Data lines

==*==

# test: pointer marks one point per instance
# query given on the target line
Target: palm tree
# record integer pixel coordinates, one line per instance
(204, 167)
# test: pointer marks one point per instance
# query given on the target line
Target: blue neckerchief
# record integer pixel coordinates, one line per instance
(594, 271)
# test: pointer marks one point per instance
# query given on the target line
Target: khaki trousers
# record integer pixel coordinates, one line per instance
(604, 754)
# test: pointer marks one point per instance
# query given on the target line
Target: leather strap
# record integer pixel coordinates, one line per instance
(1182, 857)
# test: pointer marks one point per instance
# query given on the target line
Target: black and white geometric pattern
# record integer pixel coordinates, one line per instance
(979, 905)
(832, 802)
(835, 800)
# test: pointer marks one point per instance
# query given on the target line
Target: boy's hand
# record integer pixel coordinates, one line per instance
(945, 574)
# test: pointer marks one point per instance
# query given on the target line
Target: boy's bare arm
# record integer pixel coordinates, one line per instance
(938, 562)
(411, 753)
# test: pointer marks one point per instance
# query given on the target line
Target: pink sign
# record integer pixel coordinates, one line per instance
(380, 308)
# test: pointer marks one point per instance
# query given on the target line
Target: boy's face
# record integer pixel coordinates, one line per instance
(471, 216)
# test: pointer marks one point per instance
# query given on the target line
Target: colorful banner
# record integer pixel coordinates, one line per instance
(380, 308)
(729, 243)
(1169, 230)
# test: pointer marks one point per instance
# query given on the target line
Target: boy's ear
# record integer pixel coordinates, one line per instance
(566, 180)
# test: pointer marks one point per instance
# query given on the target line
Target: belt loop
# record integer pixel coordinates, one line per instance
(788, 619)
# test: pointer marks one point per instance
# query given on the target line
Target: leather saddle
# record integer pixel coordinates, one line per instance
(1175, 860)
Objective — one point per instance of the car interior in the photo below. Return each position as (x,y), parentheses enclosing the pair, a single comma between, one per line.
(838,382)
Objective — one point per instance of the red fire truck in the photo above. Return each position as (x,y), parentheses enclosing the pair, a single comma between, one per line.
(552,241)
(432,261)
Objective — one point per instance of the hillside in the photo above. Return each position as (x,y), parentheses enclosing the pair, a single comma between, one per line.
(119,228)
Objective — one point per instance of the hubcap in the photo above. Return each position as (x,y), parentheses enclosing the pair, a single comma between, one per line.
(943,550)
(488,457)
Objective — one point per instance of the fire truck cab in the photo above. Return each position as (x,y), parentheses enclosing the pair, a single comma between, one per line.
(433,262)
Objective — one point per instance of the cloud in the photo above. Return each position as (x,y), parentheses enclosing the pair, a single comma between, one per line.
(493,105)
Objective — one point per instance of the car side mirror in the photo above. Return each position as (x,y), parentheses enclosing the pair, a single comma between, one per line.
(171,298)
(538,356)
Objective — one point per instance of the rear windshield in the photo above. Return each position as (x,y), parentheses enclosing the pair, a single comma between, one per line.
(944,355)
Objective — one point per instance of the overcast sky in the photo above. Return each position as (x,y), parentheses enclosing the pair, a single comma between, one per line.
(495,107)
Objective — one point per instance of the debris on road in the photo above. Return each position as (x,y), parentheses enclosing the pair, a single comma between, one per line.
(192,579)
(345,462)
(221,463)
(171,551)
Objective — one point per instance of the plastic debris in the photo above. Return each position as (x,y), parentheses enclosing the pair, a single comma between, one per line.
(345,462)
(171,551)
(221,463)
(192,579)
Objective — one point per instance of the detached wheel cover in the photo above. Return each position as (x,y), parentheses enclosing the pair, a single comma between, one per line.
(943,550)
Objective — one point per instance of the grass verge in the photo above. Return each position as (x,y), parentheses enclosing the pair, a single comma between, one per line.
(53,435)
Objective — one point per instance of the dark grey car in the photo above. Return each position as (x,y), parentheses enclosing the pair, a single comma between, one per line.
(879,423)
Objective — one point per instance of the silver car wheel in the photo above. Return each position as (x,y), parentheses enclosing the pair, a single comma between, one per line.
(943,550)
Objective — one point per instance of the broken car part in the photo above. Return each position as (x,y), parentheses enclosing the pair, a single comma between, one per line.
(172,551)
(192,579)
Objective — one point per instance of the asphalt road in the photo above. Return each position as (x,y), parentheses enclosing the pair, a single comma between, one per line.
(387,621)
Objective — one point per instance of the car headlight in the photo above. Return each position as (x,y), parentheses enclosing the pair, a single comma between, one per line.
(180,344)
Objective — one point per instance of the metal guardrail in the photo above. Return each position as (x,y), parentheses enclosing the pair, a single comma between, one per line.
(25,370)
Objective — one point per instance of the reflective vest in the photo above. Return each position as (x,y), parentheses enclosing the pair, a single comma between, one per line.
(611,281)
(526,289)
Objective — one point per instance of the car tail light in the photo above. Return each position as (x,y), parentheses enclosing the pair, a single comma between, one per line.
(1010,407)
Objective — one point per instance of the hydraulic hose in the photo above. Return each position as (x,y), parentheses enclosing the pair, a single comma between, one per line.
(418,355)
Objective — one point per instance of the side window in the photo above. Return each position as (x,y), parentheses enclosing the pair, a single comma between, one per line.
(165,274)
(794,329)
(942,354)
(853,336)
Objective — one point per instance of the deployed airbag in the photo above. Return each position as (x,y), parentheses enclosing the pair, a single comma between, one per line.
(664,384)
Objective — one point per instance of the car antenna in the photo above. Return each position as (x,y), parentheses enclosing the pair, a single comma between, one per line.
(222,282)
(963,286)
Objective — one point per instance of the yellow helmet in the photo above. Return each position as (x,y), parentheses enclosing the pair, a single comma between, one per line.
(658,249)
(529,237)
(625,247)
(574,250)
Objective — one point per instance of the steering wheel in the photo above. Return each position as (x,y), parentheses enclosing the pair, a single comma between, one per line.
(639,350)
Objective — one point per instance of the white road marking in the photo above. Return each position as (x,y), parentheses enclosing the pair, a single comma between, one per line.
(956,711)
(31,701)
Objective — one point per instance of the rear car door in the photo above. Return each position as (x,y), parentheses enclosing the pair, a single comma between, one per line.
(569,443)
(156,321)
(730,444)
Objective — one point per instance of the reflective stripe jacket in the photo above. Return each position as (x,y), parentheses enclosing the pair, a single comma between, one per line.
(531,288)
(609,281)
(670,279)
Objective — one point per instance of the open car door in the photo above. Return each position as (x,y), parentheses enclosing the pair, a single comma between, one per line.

==*==

§ **DIRECTION**:
Reproduce every line of the entries above as a numbered list, skipping any blank lines.

§ **TASK ANSWER**:
1. # test: pointer marks one point per instance
2. # query given on the target line
3. Target: palm tree
4. # record integer pixel coordinates, one line per instance
5. (204, 167)
6. # test: pointer marks one point per instance
7. # query given on the target line
8. Target: blue neckerchief
9. # record integer pixel coordinates, one line per instance
10. (594, 271)
11. # test: pointer marks one point per instance
12. # query given on the target line
13. Target: khaki trousers
14. # record integer pixel coordinates, one line per instance
15. (604, 754)
16. # test: pointer marks one point per instance
17. # query given on the target line
18. Target: leather strap
19. # record integer pixel coordinates, one line per instance
20. (1182, 857)
21. # test: pointer marks one point per instance
22. # query given on the target line
23. Target: black and white geometric pattern
24. # record integer pixel coordinates, one line per instance
25. (979, 905)
26. (832, 802)
27. (835, 800)
28. # test: pointer marks one point per instance
29. # query given on the target line
30. Target: boy's hand
31. # record integer pixel coordinates, one line per instance
32. (945, 574)
33. # test: pointer marks one point per instance
34. # query given on the target line
35. Target: boy's bare arm
36. # record integer pixel coordinates, one line per instance
37. (938, 562)
38. (411, 753)
39. # test: pointer marks one point per instance
40. # query given on the target line
41. Target: pink sign
42. # record integer pixel coordinates, one line per instance
43. (380, 308)
44. # test: pointer marks one point per instance
45. # query given on the target line
46. Target: boy's face
47. # record integer pixel coordinates, one line per instance
48. (471, 216)
49. # test: pointer marks one point per instance
50. # query given on the target line
51. Target: colorful banner
52. # record integer pixel coordinates, one line per instance
53. (380, 308)
54. (729, 243)
55. (1169, 230)
56. # test: pointer marks one point per instance
57. # query given on the target line
58. Target: boy's ear
59. # record integer pixel coordinates, one line per instance
60. (566, 180)
61. # test: pointer marks one point per instance
62. # query given on the target line
63. Target: belt loop
64. # record integer pixel coordinates, one line per instance
65. (788, 619)
66. # test: pointer marks one point per instance
67. # query given on the target line
68. Target: leather saddle
69. # record integer pixel coordinates, one line per instance
70. (1175, 860)
71. Objective — one point per instance of the car interior in the photo below. Return each position as (x,y), parentheses enclosing the pair, a single comma between, one per line.
72. (838,382)
73. Objective — one point per instance of the red fire truck in the photo above. Return each position as (x,y), parentheses enclosing the pair, a single comma between, one per line.
74. (552,241)
75. (432,261)
76. Objective — one point per instance of the hillside in the photo above. Return each position as (x,y), parentheses enclosing the pair, a single comma between, one per line.
77. (119,228)
78. Objective — one point per instance of the hubcap in the photo above. Return each position as (x,y), parentheses enclosing the pair, a single comma between, one per line.
79. (943,550)
80. (488,457)
81. Objective — one point per instance of the fire truck cab in the photo above. Return each position as (x,y), parentheses enclosing the pair, a single comma between, one per line.
82. (433,262)
83. Objective — one point per instance of the cloud in the photo above. Return each position as (x,y), parentheses enclosing the pair, a single comma between, one per line.
84. (493,105)
85. Objective — one point per instance of the car side mirror in the photo above. Return each position as (x,y), parentheses enclosing the pair, a single comma between, one per line.
86. (171,298)
87. (538,356)
88. Objective — one point per instance of the rear windshield in the photo above. Return each position as (x,y), parentheses enclosing the pair, a single comma between, one per line.
89. (944,355)
90. Objective — one point per instance of the overcast sky in the photo above. Return each position as (x,y), parentheses enclosing the pair, a single comma between, one per line.
91. (495,107)
92. Objective — one point per instance of the debris on road in the photo above. Return each position as (x,y), parentheses enclosing the pair, a single comma between, one per line.
93. (192,579)
94. (345,462)
95. (221,463)
96. (171,551)
97. Objective — one point per instance of the plastic debris in the photo above. Return each position as (x,y), parentheses enclosing the pair, a single comma between, one per line.
98. (345,462)
99. (171,551)
100. (221,463)
101. (192,579)
102. Objective — one point per instance of the detached wheel cover in the photo above. Return each position as (x,y), parentheses enclosing the pair, a single comma between, one per line.
103. (943,550)
104. Objective — one point per instance of the grass verge in the photo above. Return each position as (x,y), parentheses enclosing the pair, a single comma between, one per line.
105. (53,435)
106. Objective — one point per instance of the dark grey car in the photo above. Return each position as (x,y), parentheses enclosing the pair, a single comma between, one per line.
107. (879,423)
108. Objective — one point per instance of the silver car wheel in the photo above. Return each position as (x,y), parentheses enclosing the pair, a single comma between, one per line.
109. (943,550)
110. Objective — one point per instance of the broken car part in the photo above. Return each position as (x,y), parentheses enclosing the pair, a single comma between, one per line.
111. (172,551)
112. (192,579)
113. Objective — one point per instance of the asphalt road in the photo above. Return each position as (x,y), parentheses enclosing the pair, a single comma between, one per line.
114. (387,621)
115. Objective — one point per instance of the car headlight in the photo above. Return each position as (x,y), parentheses enclosing the pair, a single comma between, one per line.
116. (180,344)
117. Objective — one point per instance of the metal guardrail in the photo above. Return each position as (x,y), parentheses enclosing the pair, a single comma between, one per line.
118. (25,370)
119. Objective — one point per instance of the reflective vest in the photo above. Return each position as (x,y), parentheses enclosing the pair, a single comma between, one per line.
120. (611,281)
121. (526,289)
122. Objective — one point per instance of the car tail light in the photo above. Return each position as (x,y), parentheses enclosing the pair, a single comma between, one per line.
123. (1010,407)
124. Objective — one point per instance of the hydraulic hose in the photo above. Return each position as (x,y), parentheses enclosing the pair, a single comma between, one per line.
125. (418,355)
126. Objective — one point per instance of the side window in the photo above. Return each position as (x,y), parentheses enclosing the pair, a single comma between, one per line.
127. (165,274)
128. (794,329)
129. (942,354)
130. (853,336)
131. Objective — one point per instance of the deployed airbag in the photo above. Return each position as (x,y), parentheses enclosing the pair, a single comma between, one per line.
132. (664,384)
133. Objective — one point per instance of the car antenna in the photo above. Return each position as (x,y), parentheses enclosing the pair, a single comma between, one per line.
134. (222,282)
135. (963,286)
136. Objective — one point per instance of the yellow helmet in the photo above. Return each position as (x,y), parentheses enclosing the pair, a single comma between, one per line.
137. (658,249)
138. (529,237)
139. (625,247)
140. (574,250)
141. Objective — one point per instance of the steering wheel in the photo above. Return each position as (x,y), parentheses enclosing the pair, a single comma between, one per line.
142. (639,350)
143. Objective — one point per instance of the white road marking in the photo above. Return each position as (x,y), parentheses enclosing the pair, a single comma between, one per line.
144. (956,711)
145. (31,701)
146. Objective — one point per instance of the rear car door in the photo above. Return each position as (x,y), parentheses enclosing the pair, a single comma between, one per line.
147. (569,443)
148. (156,321)
149. (730,444)
150. Objective — one point per instance of the reflective stripe jacket in the photo above. Return each position as (x,y), parentheses enclosing the pair, a single comma between, one per line.
151. (531,288)
152. (609,281)
153. (670,279)
154. Objective — one point per instance of the open car door in the photo above. Return each position as (x,y), parentheses enclosing the pair, a single comma between, one per line.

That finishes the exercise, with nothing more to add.